◆ Yönerge a ◆
Özelleştirme üzerine okuma metnine göre Mümtaz hoca, Türk yargı tarihinde ilk kez hangi mahkemenin "Yürütmeyi Durdurma" kararı vermesini sağladı?

Özelleştirmeden Vazgeçin!

Dostlar,

Size arşivimizden bir yazı sunmak istiyoruz..
17 Aralık 2013’te patlak veren gelmiş geçmiş belki de en büyük Devlet soygunlarından birinde, ülkemizin milyarlarca Dolar tutan servetinin birkaç namussuz tarafından
hiç edildiği izlendi. Görünen o ki, şebekenin içinde bakanlar hatta Başbakan da var..

Bu yolsuzlukların temel zemini ise adına “özelleştirme” denen talan sürecidir.
Mümtaz hoca bu sürecin engellenmesi için çok anlamlı savaşımlar verdi.
Kimilerini 10-15 yıl erteletmiş oldu.

Türk yargı tarihinde ilk kez, Anayasa Mahkemesi’nin “Yürütmeyi Durdurma” kararı vermesini sağladı. Dava dilekçesi hukuksal olarak öylesine güçlü idi ki,
Anayasa Mahkemesi tersini yapamadı.

Bir de KİGEM’i (Kamu İşletmelerini Geliştirme Merkezi) kurdu
(sonra Vakfa dönüştürüldü), kamu kurumlarının da iyi işletildiğinde kar edebileceğini gösterme çabası sergilendi..

AKP hükümeti 14 .11.2002’den bu yana 10 yıl 3 aydır iktidarda. Doğrudan
Maliye Bakanı Mr. Mehmet Simsek, artık satacak kamu malı kalmadığını itiraf etti. Mümtaz hocayı dinleyen olmadı. Geldiğimiz yeri görüyoruz.. Bir başka ağır ve tehlikeli ekonomik bunalımın pençesinde Türkiye. Üstelik salt ekonomik bunalım da değil.. Ahlaksal, politik, yönetsel hatta stratejik bir bunalım..

Mümtaz hocamıza tüm yaptıkları için şükran borçluyuz. O’nun bilgece önerilerini dinlemeyenler ülkemize onarımı olanaksız zarar vermeyi sürdürüyorlar ne acı ki..

Söz konusu yazı aşağıda..

Sevgi ve saygı ile.
10 Şubat 2014, Ankara

Dr. Ahmet Saltık
www.ahmetsaltik.net 

================================================

Vazgeçin !

IM000751.JPG

 

MÜMTAZ SOYSAL
Cumhuriyet – 21/11/2003

 

 

BU ÇAĞRI Türkiye’nin bütün partilerinedir.
En başta da, şimdiki iktidar partisine.
Evet, özelleştirme sevdasından vazgeçmek gerekiyor. Bu yüzden devletin ve halkın gördüğü zarar, artık katlanılmaz ölçülere vardı. Kaybedilen zamana ve boşa giden emeklere yazık. Hukuka verilen zarar da cabası.

◆ Veri kesitleri ◆
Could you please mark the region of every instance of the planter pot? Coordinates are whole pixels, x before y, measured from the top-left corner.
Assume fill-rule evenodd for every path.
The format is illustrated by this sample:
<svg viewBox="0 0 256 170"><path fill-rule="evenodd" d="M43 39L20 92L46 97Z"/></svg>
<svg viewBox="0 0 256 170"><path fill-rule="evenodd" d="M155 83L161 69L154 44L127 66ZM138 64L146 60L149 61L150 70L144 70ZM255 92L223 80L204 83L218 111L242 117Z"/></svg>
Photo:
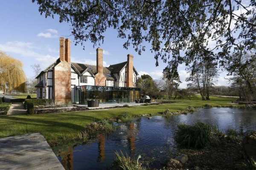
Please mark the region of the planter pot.
<svg viewBox="0 0 256 170"><path fill-rule="evenodd" d="M99 107L99 101L89 100L87 101L87 105L89 108L96 108Z"/></svg>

◆ Yönerge b ◆
Listenin başından "Please mark the region of the planter pot." ifadesini içeren satıra kadar uzanan satırları, iki uç da dahil, lütfen her satır bir öğe olacak biçimde bir JSON dizgi listesi olarak düzenleyin. Boş satırları atlayın, resimleri yanıta koymayın.

◆ Tam yanıt a ◆
Anayasa Mahkemesi'nin.

◆ Tam yanıt b ◆
[
  "Could you please mark the region of every instance of the planter pot? Coordinates are whole pixels, x before y, measured from the top-left corner.",
  "Assume fill-rule evenodd for every path.",
  "The format is illustrated by this sample:",
  "<svg viewBox=\"0 0 256 170\"><path fill-rule=\"evenodd\" d=\"M43 39L20 92L46 97Z\"/></svg>",
  "<svg viewBox=\"0 0 256 170\"><path fill-rule=\"evenodd\" d=\"M155 83L161 69L154 44L127 66ZM138 64L146 60L149 61L150 70L144 70ZM255 92L223 80L204 83L218 111L242 117Z\"/></svg>",
  "Photo:",
  "Please mark the region of the planter pot."
]